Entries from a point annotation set
** BEGIN **
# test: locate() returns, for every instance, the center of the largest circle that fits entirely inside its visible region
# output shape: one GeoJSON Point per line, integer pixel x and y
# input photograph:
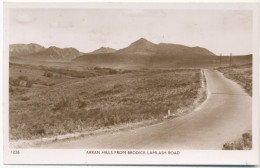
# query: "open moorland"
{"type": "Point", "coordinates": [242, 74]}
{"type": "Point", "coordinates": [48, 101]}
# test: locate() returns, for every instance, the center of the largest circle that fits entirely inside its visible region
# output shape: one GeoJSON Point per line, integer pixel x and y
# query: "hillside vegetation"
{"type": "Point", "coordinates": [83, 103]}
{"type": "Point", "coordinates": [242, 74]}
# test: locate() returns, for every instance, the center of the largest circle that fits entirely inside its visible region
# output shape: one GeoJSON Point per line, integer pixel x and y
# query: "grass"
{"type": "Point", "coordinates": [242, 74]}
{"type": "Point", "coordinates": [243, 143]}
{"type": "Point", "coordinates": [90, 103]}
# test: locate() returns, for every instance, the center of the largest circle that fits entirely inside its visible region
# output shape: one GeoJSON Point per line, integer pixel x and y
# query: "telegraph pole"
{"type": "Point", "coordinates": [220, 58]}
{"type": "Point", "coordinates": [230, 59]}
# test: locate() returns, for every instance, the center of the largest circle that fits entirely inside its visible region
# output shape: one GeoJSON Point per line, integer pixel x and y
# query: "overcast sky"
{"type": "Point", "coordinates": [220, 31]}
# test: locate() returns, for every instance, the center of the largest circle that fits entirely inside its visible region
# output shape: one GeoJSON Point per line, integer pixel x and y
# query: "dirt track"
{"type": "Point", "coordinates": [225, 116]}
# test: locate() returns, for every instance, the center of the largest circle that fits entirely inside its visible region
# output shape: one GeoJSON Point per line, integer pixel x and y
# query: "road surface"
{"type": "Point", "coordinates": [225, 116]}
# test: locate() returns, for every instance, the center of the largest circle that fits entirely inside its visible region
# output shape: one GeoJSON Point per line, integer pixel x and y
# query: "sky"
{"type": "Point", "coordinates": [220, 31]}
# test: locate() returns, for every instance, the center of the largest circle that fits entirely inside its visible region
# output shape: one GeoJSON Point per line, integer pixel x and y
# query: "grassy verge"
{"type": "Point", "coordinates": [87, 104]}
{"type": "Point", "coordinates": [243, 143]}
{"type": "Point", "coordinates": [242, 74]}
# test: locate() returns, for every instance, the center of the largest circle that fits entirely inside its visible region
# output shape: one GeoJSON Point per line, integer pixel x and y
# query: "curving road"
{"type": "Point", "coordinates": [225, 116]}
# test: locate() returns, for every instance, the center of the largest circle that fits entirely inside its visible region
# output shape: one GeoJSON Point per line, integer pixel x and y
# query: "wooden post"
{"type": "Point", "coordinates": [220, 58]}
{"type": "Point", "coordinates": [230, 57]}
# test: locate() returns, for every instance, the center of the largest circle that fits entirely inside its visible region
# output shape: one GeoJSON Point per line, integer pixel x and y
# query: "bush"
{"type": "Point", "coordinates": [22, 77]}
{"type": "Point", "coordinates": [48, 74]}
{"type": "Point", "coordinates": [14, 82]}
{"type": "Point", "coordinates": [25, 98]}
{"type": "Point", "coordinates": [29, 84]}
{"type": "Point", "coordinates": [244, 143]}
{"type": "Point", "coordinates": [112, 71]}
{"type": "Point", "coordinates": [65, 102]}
** END **
** BEGIN **
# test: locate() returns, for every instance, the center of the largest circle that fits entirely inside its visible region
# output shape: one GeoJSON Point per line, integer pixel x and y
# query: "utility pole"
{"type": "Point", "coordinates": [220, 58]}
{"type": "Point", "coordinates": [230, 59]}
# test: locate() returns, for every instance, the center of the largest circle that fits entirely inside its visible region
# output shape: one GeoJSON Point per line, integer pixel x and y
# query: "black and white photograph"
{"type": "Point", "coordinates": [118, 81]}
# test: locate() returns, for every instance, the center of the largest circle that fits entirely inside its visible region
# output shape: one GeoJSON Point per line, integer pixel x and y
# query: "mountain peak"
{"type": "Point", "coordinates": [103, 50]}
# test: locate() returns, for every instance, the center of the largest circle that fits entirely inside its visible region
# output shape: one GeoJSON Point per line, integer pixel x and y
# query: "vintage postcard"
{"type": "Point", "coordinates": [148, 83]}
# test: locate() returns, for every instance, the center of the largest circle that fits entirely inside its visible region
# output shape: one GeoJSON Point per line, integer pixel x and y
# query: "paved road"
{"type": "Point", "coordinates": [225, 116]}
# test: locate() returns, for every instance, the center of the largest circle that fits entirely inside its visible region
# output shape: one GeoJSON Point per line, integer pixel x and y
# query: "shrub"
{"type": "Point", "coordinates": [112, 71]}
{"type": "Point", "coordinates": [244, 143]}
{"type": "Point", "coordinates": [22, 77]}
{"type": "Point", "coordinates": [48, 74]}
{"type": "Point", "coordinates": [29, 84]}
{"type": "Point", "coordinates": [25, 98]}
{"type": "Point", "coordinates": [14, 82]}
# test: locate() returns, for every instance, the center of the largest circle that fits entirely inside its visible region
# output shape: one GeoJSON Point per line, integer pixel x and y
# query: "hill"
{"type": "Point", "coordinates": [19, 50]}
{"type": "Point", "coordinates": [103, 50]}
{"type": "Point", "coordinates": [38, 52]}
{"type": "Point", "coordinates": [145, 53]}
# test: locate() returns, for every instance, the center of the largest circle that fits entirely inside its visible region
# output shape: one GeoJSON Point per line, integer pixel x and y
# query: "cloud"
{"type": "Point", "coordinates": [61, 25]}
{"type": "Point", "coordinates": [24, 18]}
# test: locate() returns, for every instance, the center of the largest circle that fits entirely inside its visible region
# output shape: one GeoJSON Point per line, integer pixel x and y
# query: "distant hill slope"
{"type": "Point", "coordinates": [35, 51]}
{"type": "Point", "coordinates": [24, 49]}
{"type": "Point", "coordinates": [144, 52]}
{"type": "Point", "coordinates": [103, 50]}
** END **
◆ PROBLEM TO WORK ON ◆
Return every line of the records above that contains the string "pole", matching case exactly.

◆ RESULT FOR THIS EXERCISE ◆
# query: "telegraph pole"
# query: "utility pole"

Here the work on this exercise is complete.